▶ _Текст_
┏━━

* * *
Каждый человек смотрит на готовый и упорядоченный, оформленный, совершенный мир в конце концов только как на материал, из которого он старается создать для себя особый, к нему приспособленный мир. Дельные люди хватаются за него без колебаний и орудуют с ним в пределах возможного; другие нерешительно ходят вокруг да около; некоторые сомневаются даже в его существовании.
Кто достаточно проникся бы этой истиной, не стал бы ни с кем спорить, а рассматривал бы чужое воззрение, а также и свое собственное как явление. Мы ведь почти изо дня в день убеждаемся, что один может с удобством мыслить то, что для другого невозможно мыслить, и притом даже не в таких вещах, которые имели бы какое-либо влияние на благо и зло, а в таких, которые для нас совершенно безразличны.
* * *
То, что знаешь, знаешь, собственно, только для себя; когда я говорю с другим о том, что я, на свой взгляд, знаю, он сразу полагает, что знает это лучше меня, и мне приходится все снова уходить в себя со своим знанием.
* * *
Человек находит себя среди действий и не может удержаться от вопроса о причинах; как существо косное, он хватается за ближайшую из них как за наилучшую и на этом успокаивается; в особенности любит поступать так человеческий рассудок.
* * *
Одинаковые или, по крайней мере, сходные действия производятся природой различными способами.
* * *
Желание объяснять простое сложным, легкое трудным есть порок, распределенный по всему телу науки; проницательные видят его, но не всегда сознаются в ней.
* * *
Просмотрите внимательно физику, и вы найдете, что как феномены, так и эксперименты, на которых они построены, обладают различной ценностью.
* * *
Все сводится к первичным опытам, и построенная на них глава стоит надежно и прочно; но есть также опыты вторичные, третичные и т. д. Если им приписываются равные права, они спутывают то, что было выяснено первыми
[101].
* * *
Свет и дух, царящие – первый в физическом, второй в моральном, – суть высшие мыслимые неделимые энергии.
* * *
И не принадлежит ли цвет всецело чувству зрения?
* * *
Я ничего не имею против допущения, что цвет можно даже осязать; его самобытные свойства при этом еще более выявились бы.
* * *
Все проще, чем можно мысленно представить себе, и в то же время взаимообусловленнее, чем мы в состоянии понять.

┗━━

▶ _Исходные данные_

┏━━

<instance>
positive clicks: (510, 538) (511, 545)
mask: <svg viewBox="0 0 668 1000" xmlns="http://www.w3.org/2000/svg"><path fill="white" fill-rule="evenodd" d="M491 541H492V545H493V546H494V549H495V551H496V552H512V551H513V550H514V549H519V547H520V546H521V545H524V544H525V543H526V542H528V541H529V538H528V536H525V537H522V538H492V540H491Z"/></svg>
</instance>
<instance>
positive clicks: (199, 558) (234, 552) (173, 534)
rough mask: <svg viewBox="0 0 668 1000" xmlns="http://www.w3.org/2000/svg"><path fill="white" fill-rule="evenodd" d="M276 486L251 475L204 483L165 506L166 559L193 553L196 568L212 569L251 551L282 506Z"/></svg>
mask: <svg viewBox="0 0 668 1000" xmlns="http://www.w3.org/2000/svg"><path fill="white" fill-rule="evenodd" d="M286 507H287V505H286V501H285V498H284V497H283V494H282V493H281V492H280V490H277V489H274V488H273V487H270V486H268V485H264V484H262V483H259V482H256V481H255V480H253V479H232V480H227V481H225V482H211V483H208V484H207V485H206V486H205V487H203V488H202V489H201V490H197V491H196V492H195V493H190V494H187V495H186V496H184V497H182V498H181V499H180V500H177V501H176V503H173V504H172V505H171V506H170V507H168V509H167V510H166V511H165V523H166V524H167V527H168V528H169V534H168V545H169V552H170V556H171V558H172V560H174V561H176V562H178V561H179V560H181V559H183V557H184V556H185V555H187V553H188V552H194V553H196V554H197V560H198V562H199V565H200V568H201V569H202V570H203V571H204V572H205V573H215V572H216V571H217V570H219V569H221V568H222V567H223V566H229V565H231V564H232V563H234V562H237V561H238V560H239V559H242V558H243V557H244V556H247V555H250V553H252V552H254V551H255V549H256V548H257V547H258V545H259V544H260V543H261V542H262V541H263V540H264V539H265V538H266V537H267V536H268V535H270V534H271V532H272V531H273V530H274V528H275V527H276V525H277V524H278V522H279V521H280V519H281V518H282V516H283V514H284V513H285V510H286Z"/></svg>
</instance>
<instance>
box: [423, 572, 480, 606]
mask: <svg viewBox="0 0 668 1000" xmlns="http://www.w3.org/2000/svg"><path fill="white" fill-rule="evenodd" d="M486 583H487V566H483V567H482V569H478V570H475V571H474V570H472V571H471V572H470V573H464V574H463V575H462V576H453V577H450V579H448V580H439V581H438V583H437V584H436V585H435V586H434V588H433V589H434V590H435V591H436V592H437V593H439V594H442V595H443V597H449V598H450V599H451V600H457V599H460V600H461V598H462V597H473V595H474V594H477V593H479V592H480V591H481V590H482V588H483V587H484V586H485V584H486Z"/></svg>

┗━━

▶ _Задание 1_
Изложите в сокращенном виде абзац текста, начинающийся словами «Каждый человек смотрит на готовый», сохранив его основные мысли.
▶ _Задание 2_
Выпишите из текста дословно всё от слов «Кто достаточно проникся» вниз до слов «со своим знанием.».

▶ _Ответ 1_
Каждый человек в конечном счете видит готовый, упорядоченный мир лишь как материал, из которого он создает себе особый, приспособленный к нему мир. Дельные люди без колебаний берутся за этот материал и действуют с ним в пределах возможного. Другие нерешительно ходят вокруг да около, а некоторые даже сомневаются в его существовании.

▶ _Ответ 2_
Кто достаточно проникся бы этой истиной, не стал бы ни с кем спорить, а рассматривал бы чужое воззрение, а также и свое собственное как явление. Мы ведь почти изо дня в день убеждаемся, что один может с удобством мыслить то, что для другого невозможно мыслить, и притом даже не в таких вещах, которые имели бы какое-либо влияние на благо и зло, а в таких, которые для нас совершенно безразличны.
* * *
То, что знаешь, знаешь, собственно, только для себя; когда я говорю с другим о том, что я, на свой взгляд, знаю, он сразу полагает, что знает это лучше меня, и мне приходится все снова уходить в себя со своим знанием.